A new Gallup poll and other research seem to bear this out. But why?

By Donna Pols Trump

A recently released Gallup Global Emotions poll suggests that as people age, they tend to experience less overall stress in their lives.

Less Stressed
Credit: Adobe

The poll asked respondents from over 140 countries questions about positive and negative experiences they had yesterday (a single day in 2018). One subset of answers reveals particularly thought-provoking information about which age group of Americans is most stressed, worried or angry. The immediate answers may or may not surprise you, but the way they fit into an entire body of research on happiness in the course of peoples’ lifetimes almost certainly will.

Gallup Results and Corroborating Research

In this latest poll, when asked about their feelings the previous day, 64% of American respondents age 15 to 29 reported they were stressed; 50% reported they were worried and 32% angry. Among those age 30 to 49, 65% were stressed, 52% worried and 25% angry. Respondents age 50 and above were the least stressed (44%), the least worried (38%) and the least angry (16%).

In other words, the results look like age makes people less stressed, worried and angry.

"Your age has a clear relationship with how happy you are."

Similar results have been confirmed by researchers like Arthur A. Stone, professor of psychology, economics and public policy at the University of Southern California and the director of the USC Center for Self-Report Science.

## GIVEN TASK
Continue the piece on age and stress from where it stops.

## SUPPLIED INFORMATION
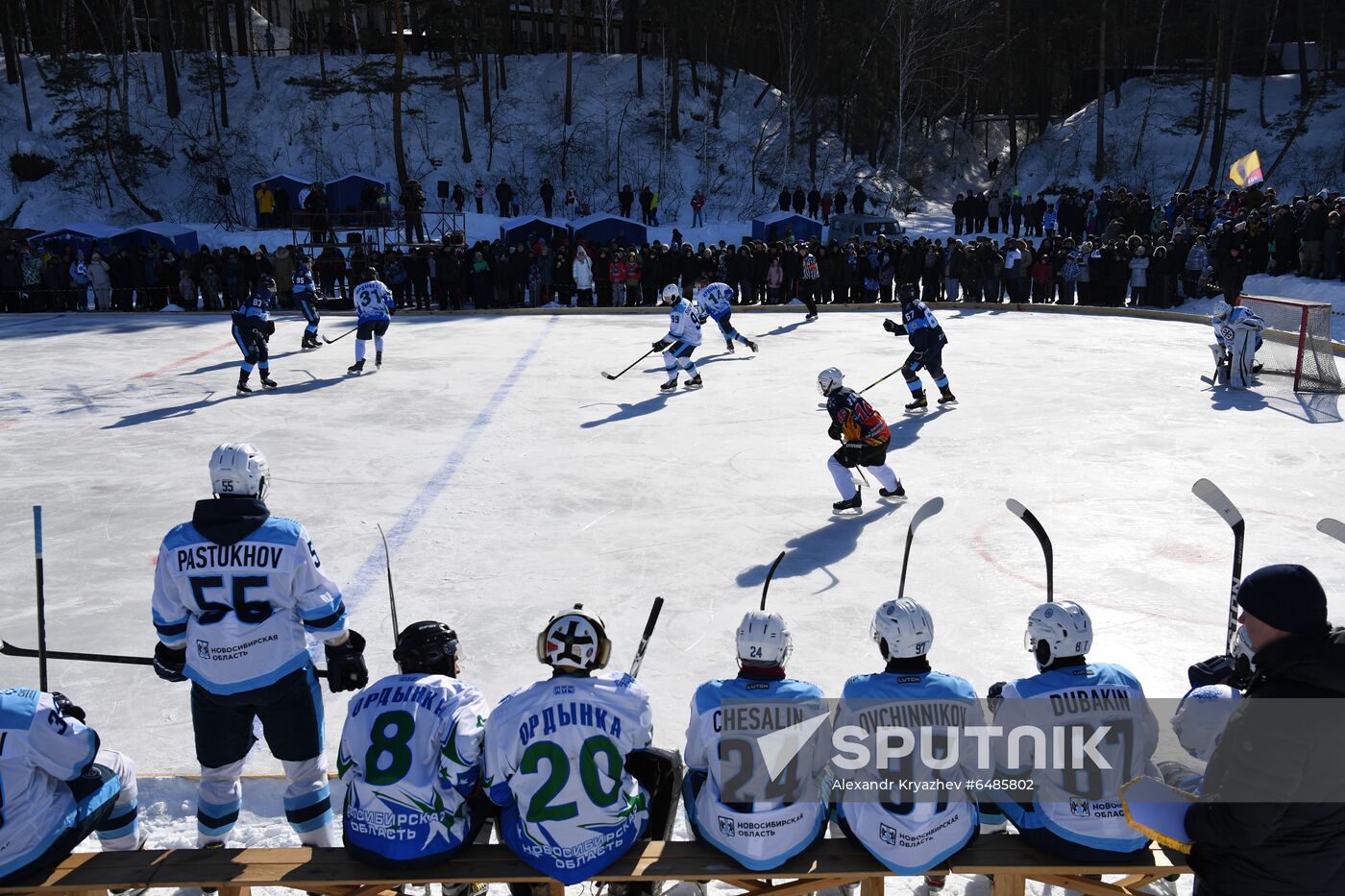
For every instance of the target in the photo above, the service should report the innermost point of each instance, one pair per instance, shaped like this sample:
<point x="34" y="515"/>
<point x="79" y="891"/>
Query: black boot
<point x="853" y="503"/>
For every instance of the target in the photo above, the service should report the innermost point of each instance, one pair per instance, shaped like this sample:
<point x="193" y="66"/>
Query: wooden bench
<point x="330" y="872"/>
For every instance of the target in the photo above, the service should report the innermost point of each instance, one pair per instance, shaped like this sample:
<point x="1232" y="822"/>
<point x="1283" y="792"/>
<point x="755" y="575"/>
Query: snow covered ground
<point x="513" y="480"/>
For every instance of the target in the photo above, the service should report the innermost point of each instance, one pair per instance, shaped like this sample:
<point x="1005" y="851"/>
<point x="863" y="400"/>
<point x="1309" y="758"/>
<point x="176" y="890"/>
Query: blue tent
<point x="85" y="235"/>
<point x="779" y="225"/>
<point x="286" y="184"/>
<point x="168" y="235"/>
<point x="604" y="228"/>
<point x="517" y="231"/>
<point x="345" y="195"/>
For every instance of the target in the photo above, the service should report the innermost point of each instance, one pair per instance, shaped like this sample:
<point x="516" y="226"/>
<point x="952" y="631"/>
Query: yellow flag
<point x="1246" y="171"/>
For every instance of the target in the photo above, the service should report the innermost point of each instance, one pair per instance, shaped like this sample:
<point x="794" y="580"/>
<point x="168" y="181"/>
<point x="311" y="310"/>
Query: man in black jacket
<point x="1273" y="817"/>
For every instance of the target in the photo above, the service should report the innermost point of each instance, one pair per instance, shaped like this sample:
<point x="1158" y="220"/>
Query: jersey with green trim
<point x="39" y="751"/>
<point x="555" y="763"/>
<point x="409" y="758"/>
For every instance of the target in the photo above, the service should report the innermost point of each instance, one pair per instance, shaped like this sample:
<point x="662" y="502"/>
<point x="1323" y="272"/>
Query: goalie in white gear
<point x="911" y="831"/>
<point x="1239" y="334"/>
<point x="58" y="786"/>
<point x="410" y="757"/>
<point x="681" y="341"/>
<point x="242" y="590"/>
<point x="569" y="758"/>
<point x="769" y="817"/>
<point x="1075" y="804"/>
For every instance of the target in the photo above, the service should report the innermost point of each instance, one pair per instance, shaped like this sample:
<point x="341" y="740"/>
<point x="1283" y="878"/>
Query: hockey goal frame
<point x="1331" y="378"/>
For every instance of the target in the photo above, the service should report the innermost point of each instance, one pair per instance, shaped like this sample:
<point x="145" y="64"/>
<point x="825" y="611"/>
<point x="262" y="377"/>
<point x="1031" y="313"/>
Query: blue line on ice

## RESULT FOR THIS TASK
Stone co-wrote a paper on stress and age in late 2017, based on research conducted over a five-year period. It included data from more than 1.5 million American respondents.

“The question asked was, ‘Yesterday, did you experience a lot of stress?’” Stone says, adding that there were only two ways to answer: Yes or No.

Up to age 50 or 52, about 45% to 50% of the study participants responded “Yes,” they had experienced a lot of stress yesterday. But from about age 52 on, the rate of experiencing stress started to decline, rapidly and linearly. Of the participants who were 75, only 16% to 17% answered “Yes.” The paper’s conclusion: Daily stress shows a pronounced decrease for people 50 to 85 years of age.

The Happiness Curve

But wait: Couldn’t the standard stresses on people younger than 50 — like taking care of children, for example, or the pressures of a competitive job and/or little time for leisure and relaxation — explain why they experience more stress than those over 50?

They might, except for the fact that Stone’s research and data analysis eliminated the possibility of many factors’ influence on the finding of decreasing stress after age 50.

“We looked at many variables,” Stone says. “We can’t find something that makes [the abrupt decline in stress from 50 to 85] go away.”

Jonathan Rauch, a senior fellow at the Brookings Institution and author of the book, The Happiness Curve, cites research asking respondents how satisfied they were with their lives on a scale where 1 is the least life satisfaction and 10 is the best. The result: a U-shaped curve of happiness over a person’s lifetime (highest at age 20, bottoming out in the 40s to 50s and rising afterwards into the 80s and beyond) persists even after adjustment for income, gender, education, employment, marital status and health.

“Your age has a clear relationship with how happy you are,” Rauch says.

Why is the Happiness Curve True?

The happiness curve has been validated widely. The question is, why is it true?

Rauch has a few ideas about that — three main ones to be specific — which he explains in The Happiness Curve.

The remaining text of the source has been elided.